Document extract:
— begin —
The Great Stores Of Wines And Salt,
Brought From France And Spain, Are In The Low Countries:
They send nearly
1,000 ships yearly with these commodities into the east countries alone;
whereas we send not one ship.
The native country of timber for ships, &c.
is within the Baltic; but the storehouse for it is in Holland; they have
500 or 600 large ships employed in exporting it to England and other parts:
we not one. The Dutch even interfere with our own commodities; for our wool
and woollen cloth, which goes out rough, undressed, and undyed, they
manufacture and serve themselves and other nations with it. We send into
the east countries yearly but 100 ships, and our trade chiefly depends upon
three towns, Elbing, Koningsberg, and Dantzic; but the Low Countries send
thither about 3,000 ships: they send into France, Spain, Portugal, and
Italy, about 2,000 ships yearly with those east country commodities, and
we, none in that course. They trade into all cities and port towns of
France, and we chiefly to five or six.
— end —
Input records:
— begin —
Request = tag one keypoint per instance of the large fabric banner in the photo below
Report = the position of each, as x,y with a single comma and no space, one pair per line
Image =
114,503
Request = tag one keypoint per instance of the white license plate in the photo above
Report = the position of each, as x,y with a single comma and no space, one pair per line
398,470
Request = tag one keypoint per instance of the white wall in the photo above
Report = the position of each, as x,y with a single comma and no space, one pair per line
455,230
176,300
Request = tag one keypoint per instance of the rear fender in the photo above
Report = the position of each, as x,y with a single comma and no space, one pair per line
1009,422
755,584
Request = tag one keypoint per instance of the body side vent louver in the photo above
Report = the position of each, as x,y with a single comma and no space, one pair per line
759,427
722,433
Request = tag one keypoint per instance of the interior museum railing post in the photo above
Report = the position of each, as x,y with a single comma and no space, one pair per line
— end —
Challenges:
1. Show every line of the records that contains the word "white".
2. Resume the text on Dutch and English sea trade, writing on from its last sentence.

Results by task:
1.
Request = tag one keypoint per instance of the white license plate in the photo above
Request = tag one keypoint per instance of the white wall in the photo above

2.
The Low Countries have as many ships and vessels as eleven kingdoms of
Christendom have; let England be one. For seventy years together, we had a
great trade to Russia (Narva), and even about fourteen years ago, we sent
stores of goodly ships thither; but three years past we sent out four
thither, and last year but two or three ships; whereas the Hollanders are
now increased to about thirty or forty ships, each as large as two of ours,
chiefly laden with English cloth, herrings, taken in our seas, English
lead, and pewter made of our tin. He adds, that a great loss is suffered by
the kingdom from the undressed and undyed cloths being sent out of the
kingdom, to the amount of 80,000 pieces annually; and that there had been
annually exported, during the last fifty-three years, in baizes, northern
and Devonshire kersies, all white, about 50,000 cloths, counting three
kersies to one cloth.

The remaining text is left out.